#### Extrait fourni
•••••

La Fraternité maçonnique répond parfaitement à ce qu’écrivait Saint-Exupéry : « l'amour, ce n'est pas se regarder dans les yeux, c'est regarder ensemble dans la même direction". Et cette direction unique, c'est précisément le service de l'homme dans le monde. La fraternité initiatique du Franc-maçon se partage, elle se cultive par l’échange en Loge d’abord mais en « poursuivant à l’extérieur l’œuvre commencée dans le Temple ».

•••••

Répondez brièvement à ces questions sur l'extrait consacré à la fraternité maçonnique.
1. Selon Saint-Exupéry, que signifie aimer, d'après l'extrait ?
2. Quelle est la direction unique évoquée dans l'extrait ?
3. Par quoi la fraternité initiatique se cultive-t-elle d'abord ?
Les lignes n'ont aucun rôle dans cette consigne.

#### Lignes fournies
•••••

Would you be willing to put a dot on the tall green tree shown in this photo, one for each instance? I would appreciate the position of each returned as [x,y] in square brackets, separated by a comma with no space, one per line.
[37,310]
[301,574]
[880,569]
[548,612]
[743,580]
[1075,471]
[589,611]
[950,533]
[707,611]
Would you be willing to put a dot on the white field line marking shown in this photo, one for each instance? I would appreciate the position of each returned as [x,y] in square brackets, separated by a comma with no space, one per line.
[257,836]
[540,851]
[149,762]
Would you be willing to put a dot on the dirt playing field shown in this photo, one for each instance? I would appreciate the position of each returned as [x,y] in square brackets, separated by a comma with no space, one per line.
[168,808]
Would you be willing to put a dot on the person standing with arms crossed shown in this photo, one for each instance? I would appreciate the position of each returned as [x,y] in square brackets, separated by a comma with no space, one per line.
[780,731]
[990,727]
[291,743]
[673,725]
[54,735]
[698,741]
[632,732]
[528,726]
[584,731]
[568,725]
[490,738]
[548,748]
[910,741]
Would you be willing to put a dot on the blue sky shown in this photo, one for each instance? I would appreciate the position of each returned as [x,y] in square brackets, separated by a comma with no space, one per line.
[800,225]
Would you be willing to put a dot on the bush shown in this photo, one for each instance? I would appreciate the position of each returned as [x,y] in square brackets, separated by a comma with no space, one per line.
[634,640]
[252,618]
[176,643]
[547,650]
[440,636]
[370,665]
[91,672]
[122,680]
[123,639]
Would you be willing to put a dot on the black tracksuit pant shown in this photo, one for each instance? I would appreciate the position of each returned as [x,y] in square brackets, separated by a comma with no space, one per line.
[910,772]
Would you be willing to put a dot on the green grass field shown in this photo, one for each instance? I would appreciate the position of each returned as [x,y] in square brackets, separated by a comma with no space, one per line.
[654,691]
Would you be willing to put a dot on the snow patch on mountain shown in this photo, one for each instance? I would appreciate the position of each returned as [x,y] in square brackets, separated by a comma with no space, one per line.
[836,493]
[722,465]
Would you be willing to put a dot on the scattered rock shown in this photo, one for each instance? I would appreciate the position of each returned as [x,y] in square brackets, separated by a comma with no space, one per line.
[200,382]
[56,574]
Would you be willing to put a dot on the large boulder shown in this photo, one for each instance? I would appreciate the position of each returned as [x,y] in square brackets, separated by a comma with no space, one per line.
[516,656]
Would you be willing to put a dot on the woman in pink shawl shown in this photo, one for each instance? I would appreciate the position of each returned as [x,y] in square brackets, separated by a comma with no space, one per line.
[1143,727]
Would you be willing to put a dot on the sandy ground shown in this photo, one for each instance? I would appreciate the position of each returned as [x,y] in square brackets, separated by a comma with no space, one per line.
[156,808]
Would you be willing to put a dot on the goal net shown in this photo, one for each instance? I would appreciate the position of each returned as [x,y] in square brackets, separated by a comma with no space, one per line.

•••••

#### Résultat
1. Ce n'est pas se regarder dans les yeux, c'est regarder ensemble dans la même direction.
2. Le service de l'homme dans le monde.
3. Par l'échange en Loge.